▶ **What to do**
Show every line of the material that contains the string "region", copying each line in full. Case counts.

▶ **Records shown**

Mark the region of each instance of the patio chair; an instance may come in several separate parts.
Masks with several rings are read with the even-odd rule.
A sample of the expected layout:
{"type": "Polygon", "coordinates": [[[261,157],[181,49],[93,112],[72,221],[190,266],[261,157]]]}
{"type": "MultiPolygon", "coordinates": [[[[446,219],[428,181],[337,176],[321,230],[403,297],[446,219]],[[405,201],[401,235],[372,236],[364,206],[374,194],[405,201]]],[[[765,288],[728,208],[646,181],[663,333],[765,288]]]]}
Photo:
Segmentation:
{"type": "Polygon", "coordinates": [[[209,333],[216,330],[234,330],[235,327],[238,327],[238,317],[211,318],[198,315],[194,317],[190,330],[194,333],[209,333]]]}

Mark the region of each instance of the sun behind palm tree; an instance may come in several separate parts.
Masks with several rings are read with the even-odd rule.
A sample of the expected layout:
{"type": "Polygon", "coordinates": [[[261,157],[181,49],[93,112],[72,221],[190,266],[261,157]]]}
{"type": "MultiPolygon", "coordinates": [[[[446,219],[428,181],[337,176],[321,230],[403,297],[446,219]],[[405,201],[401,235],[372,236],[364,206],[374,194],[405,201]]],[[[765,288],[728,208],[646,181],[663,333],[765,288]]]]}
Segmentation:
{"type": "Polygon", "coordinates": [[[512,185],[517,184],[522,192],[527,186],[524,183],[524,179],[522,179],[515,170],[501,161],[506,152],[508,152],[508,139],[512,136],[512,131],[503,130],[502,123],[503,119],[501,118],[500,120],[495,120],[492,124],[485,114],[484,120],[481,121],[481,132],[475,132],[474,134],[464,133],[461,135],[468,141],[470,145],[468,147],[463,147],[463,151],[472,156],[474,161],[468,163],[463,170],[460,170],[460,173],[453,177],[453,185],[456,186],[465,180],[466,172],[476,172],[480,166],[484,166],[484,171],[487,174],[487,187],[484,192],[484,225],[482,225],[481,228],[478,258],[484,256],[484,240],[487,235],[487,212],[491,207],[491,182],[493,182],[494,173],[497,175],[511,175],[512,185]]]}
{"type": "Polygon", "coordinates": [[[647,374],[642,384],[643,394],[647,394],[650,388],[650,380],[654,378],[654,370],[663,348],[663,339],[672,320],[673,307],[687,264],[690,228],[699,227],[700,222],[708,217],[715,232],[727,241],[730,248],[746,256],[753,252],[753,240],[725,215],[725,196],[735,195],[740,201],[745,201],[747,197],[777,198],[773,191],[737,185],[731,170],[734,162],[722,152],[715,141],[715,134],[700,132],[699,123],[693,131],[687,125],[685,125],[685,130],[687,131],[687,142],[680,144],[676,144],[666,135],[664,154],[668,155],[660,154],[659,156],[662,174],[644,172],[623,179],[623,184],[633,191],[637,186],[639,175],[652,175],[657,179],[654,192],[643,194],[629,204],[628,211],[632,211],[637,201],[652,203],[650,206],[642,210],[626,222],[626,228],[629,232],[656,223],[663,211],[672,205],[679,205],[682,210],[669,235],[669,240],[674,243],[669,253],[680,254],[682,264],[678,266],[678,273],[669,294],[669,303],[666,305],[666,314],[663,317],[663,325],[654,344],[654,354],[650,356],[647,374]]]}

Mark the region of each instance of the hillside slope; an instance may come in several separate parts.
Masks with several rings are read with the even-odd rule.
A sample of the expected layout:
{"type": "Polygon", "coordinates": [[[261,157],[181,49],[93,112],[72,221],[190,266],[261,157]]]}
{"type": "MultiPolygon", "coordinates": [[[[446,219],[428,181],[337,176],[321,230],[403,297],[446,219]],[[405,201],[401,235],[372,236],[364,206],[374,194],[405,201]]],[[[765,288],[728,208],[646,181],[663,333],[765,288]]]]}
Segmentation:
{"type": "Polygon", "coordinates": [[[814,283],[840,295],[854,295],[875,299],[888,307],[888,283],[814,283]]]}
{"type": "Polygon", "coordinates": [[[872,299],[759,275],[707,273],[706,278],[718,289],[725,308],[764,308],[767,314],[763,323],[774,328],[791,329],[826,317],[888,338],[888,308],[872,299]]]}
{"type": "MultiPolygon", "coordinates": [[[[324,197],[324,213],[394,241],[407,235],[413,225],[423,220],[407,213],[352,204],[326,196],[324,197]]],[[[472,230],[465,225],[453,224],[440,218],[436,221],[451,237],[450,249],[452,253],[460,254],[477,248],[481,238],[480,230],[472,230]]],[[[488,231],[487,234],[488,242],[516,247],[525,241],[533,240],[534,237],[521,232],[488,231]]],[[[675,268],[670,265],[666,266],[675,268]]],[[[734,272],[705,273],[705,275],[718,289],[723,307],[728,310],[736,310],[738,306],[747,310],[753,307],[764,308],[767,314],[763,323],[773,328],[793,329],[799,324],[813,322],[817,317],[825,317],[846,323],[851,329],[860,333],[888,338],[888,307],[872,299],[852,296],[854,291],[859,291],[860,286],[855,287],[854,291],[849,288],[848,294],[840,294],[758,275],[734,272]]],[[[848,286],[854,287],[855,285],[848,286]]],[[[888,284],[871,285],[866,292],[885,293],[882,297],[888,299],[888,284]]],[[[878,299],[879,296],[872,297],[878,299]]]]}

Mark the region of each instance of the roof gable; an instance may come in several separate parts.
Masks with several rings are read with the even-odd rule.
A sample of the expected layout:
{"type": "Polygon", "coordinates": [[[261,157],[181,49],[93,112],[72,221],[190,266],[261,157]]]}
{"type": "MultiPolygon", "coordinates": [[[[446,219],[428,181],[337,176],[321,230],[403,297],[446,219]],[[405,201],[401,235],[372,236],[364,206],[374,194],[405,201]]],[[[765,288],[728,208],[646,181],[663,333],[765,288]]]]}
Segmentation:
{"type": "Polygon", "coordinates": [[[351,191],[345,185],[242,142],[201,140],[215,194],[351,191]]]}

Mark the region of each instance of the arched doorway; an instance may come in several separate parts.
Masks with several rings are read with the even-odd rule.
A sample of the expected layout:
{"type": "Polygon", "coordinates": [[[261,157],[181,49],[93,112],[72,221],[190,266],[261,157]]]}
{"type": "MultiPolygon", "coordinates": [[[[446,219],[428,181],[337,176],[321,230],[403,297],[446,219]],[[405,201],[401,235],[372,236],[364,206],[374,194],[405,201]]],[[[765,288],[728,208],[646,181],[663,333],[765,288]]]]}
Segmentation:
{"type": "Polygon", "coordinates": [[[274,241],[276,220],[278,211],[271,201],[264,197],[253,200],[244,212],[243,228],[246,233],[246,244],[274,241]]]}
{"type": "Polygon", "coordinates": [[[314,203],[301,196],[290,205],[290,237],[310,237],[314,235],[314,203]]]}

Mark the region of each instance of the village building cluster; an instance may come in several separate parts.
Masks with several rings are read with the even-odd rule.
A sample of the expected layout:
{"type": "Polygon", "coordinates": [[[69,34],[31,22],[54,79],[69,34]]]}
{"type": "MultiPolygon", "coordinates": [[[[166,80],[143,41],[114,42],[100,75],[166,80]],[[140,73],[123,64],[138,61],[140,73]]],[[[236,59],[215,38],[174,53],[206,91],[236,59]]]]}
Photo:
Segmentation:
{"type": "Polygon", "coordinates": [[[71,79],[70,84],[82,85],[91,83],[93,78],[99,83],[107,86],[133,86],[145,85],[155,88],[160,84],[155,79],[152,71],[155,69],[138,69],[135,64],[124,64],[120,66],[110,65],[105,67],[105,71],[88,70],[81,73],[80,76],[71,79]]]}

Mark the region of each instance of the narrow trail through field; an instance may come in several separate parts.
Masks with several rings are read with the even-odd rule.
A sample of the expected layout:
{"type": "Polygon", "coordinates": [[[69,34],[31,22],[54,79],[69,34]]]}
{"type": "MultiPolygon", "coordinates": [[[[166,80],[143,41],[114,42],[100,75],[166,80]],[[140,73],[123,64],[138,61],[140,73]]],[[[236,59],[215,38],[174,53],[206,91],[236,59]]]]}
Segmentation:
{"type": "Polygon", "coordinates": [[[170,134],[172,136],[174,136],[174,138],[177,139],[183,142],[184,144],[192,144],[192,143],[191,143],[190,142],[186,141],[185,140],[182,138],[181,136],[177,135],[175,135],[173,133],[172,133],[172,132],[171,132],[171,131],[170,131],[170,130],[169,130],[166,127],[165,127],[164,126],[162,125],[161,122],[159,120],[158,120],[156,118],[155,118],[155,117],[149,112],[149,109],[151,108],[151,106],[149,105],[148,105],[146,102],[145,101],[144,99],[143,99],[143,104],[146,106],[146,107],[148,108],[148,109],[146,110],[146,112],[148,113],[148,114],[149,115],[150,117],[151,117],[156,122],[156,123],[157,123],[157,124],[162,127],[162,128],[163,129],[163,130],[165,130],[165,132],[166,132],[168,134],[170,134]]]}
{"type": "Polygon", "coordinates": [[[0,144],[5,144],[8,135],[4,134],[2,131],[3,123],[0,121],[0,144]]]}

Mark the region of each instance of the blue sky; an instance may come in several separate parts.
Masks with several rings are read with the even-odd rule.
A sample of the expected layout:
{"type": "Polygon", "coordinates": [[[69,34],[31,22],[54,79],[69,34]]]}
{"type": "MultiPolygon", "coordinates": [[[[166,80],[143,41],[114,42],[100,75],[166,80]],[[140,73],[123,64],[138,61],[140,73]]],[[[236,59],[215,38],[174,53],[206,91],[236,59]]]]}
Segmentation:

▶ **Result**
Mark the region of each instance of the patio chair; an instance may come in several separate parts.
Mark the region of each instance of the sun behind palm tree; an instance may come in several separate parts.
Mark the region of each instance of the hillside slope; an instance may come in several separate parts.
Mark the region of each instance of the roof gable; an instance may come in several separate parts.
Mark the region of each instance of the arched doorway; an instance may come in several separate parts.
Mark the region of each instance of the village building cluster; an instance may come in several separate parts.
Mark the region of each instance of the narrow trail through field; an instance may come in several separate parts.
Mark the region of each instance of the blue sky; an instance may come in several separate parts.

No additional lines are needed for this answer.